_Challenges:_
A – Using the post about French cafés and bakeries, state whether each statement agrees with it, answering yes or no and quoting the deciding words: (i) The writer has come across bakeries in France that serve coffee. (ii) French cafés often have croissants in the morning. (iii) The waiter got the croissants from a bakery.
B – Write out the part of the post about French cafés and bakeries starting at "I have never" and ending at "your own :)", word for word.

I have never come across a bakery in France that served coffee ( which of course doesn't mean they don't exist....) unlike those wonderful Bakerei in Germany :cool:

On the other hand, the cafés will often have, in the morning, a tray or two of croissants. If they don't or have run out, you go buy your own :)

On one of my first trips to Paris, Connie and I walked into a cafe a few blocks away from Montemartre in Paris. It was maybe 11 in the morning. I ordered "deux cafe au lait et deux pain au chocolat s'il vous plait" (two cappucinos and two chocolate croissants). "Oui monsieur" said the waiter. A minute later he delivered the coffee. Then he hopped the low fence and ran a half block down to the bakery where he bought the two croissants. He ran back with the bag, put one on each plate, and delivered them to the table without anything more than a "bon appetit"!

[Location labeling lines]
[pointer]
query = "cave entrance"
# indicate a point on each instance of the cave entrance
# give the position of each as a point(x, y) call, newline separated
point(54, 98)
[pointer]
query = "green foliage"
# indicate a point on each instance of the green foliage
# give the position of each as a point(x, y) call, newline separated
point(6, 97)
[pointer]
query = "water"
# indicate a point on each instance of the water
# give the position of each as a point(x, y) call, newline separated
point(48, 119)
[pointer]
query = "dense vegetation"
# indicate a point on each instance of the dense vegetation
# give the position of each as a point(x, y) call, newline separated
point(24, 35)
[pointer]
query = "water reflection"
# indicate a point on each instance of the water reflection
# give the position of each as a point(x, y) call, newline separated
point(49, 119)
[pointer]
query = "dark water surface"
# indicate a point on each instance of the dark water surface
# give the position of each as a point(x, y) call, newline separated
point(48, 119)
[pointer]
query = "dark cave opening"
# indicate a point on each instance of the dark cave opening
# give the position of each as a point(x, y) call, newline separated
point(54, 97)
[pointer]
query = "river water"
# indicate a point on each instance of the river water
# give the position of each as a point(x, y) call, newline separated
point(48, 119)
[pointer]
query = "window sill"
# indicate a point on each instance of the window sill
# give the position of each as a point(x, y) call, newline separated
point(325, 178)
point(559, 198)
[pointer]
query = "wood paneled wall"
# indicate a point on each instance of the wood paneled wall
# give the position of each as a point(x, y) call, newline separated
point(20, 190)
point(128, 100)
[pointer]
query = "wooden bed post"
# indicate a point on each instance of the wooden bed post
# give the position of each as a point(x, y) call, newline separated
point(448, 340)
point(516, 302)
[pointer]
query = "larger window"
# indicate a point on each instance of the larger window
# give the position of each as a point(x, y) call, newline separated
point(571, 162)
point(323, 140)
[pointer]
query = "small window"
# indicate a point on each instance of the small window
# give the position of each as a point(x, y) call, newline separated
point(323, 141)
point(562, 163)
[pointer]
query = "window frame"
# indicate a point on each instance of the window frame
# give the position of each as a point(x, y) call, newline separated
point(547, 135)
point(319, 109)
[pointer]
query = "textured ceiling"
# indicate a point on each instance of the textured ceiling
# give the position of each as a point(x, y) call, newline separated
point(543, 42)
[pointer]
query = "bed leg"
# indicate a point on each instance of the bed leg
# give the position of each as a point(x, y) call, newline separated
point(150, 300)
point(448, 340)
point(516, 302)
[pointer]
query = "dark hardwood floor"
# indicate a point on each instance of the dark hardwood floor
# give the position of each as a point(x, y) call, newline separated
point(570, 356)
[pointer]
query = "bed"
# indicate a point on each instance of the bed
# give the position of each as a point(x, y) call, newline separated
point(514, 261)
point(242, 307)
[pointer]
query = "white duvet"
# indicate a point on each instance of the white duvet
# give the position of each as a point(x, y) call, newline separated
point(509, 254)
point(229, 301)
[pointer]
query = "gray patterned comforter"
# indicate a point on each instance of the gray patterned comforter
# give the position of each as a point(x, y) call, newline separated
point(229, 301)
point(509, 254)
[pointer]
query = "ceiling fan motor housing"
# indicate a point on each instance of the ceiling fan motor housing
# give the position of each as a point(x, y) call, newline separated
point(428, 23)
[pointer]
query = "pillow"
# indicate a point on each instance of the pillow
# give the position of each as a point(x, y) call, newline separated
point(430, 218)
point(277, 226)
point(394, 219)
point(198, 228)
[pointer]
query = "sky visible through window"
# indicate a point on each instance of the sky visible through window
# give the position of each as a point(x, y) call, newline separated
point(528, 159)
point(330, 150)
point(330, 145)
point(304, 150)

---

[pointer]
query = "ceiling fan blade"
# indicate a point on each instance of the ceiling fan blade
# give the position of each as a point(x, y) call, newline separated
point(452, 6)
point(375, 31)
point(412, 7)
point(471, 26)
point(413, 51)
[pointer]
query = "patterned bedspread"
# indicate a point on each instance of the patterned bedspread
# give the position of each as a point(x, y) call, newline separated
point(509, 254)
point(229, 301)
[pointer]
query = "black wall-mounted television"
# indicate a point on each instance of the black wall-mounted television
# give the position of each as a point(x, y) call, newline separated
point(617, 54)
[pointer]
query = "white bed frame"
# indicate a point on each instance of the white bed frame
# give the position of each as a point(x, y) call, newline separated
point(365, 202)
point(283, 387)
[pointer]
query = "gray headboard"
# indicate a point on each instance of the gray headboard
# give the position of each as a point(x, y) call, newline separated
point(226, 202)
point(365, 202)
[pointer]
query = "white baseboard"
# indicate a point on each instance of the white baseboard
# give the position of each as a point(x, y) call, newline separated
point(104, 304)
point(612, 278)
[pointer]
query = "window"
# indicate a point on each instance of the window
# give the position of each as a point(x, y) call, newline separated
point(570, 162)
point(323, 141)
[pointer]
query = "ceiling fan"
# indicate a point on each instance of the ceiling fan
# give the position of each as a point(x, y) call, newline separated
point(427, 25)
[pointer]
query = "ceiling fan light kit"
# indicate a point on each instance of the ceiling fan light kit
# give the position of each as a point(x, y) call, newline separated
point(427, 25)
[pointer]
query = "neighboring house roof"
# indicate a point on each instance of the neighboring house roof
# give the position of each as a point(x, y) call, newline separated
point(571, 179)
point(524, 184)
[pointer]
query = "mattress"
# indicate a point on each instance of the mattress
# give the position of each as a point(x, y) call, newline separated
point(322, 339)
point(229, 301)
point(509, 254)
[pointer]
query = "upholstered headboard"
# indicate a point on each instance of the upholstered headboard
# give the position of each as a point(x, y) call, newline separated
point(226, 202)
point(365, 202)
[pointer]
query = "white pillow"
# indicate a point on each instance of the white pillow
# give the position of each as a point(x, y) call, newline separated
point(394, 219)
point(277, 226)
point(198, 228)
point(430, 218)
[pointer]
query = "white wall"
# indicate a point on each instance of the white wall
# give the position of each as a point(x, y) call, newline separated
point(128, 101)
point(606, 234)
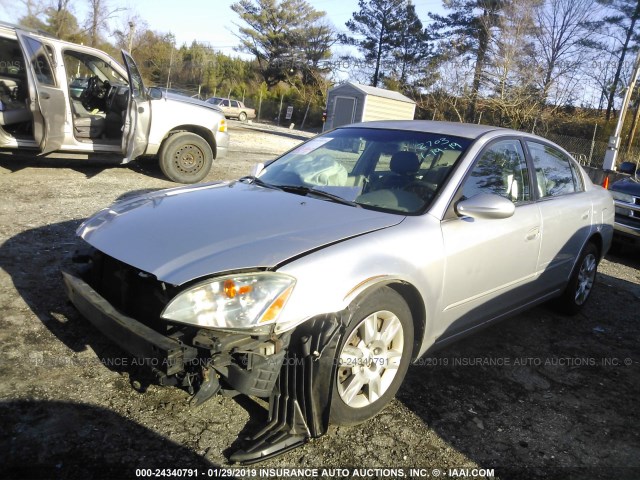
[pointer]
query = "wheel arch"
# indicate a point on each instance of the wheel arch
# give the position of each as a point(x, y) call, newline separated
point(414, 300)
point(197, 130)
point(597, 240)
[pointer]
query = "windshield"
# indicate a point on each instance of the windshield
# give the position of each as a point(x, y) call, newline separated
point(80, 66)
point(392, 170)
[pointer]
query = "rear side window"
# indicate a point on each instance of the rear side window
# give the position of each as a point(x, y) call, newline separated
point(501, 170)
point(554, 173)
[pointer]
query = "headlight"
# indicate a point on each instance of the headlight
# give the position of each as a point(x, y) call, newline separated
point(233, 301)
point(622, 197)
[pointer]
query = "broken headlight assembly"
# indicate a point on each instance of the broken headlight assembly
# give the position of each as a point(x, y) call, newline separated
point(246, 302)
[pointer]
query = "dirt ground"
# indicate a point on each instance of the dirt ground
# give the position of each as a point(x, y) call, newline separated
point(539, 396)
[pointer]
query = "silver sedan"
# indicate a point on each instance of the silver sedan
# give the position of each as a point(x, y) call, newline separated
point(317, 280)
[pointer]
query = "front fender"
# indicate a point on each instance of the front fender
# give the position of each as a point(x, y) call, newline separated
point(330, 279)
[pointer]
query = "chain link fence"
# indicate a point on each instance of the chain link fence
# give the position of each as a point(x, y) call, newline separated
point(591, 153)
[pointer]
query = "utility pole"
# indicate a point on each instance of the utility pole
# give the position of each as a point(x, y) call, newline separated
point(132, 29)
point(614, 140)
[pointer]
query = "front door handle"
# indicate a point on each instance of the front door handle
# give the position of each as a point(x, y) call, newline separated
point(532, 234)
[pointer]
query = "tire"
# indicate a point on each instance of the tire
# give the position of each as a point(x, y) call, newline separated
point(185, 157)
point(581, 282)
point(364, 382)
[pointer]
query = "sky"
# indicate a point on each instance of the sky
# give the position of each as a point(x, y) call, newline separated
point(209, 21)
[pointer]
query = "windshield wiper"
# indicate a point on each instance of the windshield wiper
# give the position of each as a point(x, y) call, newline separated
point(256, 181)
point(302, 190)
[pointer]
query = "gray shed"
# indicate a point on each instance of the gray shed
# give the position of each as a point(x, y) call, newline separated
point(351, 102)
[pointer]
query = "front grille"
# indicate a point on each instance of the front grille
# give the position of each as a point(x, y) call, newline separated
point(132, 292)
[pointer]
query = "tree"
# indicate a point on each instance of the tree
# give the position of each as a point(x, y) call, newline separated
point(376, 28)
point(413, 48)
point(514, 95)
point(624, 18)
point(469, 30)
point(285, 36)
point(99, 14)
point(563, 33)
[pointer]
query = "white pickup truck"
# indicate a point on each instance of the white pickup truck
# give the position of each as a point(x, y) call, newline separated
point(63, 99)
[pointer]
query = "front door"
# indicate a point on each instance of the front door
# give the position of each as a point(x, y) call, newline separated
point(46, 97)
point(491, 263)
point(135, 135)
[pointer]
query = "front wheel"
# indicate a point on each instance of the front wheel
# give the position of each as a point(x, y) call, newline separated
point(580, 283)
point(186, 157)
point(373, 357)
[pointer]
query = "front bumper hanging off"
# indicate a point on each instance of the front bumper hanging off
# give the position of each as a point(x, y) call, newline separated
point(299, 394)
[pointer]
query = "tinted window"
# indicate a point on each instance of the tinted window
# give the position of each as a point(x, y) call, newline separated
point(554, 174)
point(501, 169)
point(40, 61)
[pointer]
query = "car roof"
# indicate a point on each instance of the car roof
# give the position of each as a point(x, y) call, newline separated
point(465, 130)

* * *

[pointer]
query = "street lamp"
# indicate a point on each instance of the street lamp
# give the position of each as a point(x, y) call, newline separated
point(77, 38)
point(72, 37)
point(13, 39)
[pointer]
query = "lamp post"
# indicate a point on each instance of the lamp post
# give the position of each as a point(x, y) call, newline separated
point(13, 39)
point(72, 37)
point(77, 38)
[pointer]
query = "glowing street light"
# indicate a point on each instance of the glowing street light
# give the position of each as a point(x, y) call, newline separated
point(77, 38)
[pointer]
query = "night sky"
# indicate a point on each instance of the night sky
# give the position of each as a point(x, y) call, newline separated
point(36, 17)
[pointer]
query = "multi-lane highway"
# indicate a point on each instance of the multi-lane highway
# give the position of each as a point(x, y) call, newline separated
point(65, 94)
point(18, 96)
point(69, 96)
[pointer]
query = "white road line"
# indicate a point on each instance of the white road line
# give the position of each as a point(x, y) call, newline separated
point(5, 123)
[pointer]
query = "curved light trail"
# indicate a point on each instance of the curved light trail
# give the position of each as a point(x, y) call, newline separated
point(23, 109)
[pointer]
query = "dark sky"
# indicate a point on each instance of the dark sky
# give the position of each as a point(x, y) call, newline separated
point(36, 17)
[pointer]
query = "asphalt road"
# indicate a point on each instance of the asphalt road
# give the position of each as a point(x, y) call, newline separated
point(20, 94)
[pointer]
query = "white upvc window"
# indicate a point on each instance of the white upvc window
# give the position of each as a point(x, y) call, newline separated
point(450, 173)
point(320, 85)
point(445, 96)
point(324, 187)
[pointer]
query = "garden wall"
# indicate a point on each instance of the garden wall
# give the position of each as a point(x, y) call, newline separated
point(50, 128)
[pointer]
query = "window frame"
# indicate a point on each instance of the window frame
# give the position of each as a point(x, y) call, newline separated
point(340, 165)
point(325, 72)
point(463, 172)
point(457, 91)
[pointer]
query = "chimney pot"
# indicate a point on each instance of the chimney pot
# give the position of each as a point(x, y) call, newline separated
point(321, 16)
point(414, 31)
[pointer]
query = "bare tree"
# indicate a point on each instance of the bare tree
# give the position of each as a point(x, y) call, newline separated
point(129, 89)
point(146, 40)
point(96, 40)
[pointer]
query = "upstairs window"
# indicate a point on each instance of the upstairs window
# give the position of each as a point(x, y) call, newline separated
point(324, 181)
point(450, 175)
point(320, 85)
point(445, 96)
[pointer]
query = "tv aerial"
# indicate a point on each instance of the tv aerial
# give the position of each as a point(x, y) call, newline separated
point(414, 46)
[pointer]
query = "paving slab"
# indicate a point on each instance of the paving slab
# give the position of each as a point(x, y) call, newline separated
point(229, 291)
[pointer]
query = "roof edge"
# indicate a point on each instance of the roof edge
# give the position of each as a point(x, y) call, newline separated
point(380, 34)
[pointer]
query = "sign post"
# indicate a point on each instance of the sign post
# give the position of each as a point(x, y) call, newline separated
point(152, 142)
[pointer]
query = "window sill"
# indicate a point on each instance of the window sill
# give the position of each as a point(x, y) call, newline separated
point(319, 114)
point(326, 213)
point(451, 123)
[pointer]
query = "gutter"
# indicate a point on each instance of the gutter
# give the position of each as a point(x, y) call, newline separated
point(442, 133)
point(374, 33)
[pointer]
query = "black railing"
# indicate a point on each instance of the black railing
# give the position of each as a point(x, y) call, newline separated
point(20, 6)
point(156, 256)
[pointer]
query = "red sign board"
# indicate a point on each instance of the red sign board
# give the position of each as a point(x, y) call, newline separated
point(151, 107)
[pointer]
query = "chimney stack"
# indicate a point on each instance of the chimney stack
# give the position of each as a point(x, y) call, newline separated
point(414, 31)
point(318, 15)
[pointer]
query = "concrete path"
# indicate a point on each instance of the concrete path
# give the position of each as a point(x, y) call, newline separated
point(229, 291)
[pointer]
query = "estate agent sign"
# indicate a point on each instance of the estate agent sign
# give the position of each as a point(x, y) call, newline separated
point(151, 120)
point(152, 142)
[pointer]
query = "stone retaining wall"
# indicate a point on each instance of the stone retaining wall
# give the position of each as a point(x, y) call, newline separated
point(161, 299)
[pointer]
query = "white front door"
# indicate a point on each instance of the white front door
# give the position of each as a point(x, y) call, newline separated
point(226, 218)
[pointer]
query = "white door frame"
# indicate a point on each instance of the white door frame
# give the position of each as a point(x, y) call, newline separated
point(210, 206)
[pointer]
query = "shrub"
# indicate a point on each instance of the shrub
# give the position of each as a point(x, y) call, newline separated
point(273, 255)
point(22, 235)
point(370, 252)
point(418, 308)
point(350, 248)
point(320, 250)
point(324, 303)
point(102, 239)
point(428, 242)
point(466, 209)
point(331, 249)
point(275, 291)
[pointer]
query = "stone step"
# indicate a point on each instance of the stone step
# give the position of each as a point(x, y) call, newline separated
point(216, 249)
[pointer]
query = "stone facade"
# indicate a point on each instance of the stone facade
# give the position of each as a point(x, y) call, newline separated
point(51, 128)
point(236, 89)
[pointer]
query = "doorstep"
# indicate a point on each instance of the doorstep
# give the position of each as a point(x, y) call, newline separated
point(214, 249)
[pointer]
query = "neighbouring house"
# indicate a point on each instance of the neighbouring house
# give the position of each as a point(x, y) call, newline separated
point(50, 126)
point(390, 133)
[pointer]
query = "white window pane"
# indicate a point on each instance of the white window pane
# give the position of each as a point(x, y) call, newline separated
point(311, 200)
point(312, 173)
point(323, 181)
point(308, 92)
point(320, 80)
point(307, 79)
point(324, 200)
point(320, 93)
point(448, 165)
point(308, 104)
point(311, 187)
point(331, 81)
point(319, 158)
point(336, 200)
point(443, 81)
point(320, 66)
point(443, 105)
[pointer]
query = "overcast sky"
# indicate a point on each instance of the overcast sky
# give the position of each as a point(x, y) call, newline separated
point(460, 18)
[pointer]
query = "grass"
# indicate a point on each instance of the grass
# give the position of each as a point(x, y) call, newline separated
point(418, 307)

_Responses in order:_
A –
(i) No: "I have never come across a bakery in France that served coffee"
(ii) Yes: "the cafés will often have, in the morning, a tray or two of croissants"
(iii) Yes: "ran a half block down to the bakery where he bought the two croissants"

B –
I have never come across a bakery in France that served coffee ( which of course doesn't mean they don't exist....) unlike those wonderful Bakerei in Germany :cool:

On the other hand, the cafés will often have, in the morning, a tray or two of croissants. If they don't or have run out, you go buy your own :)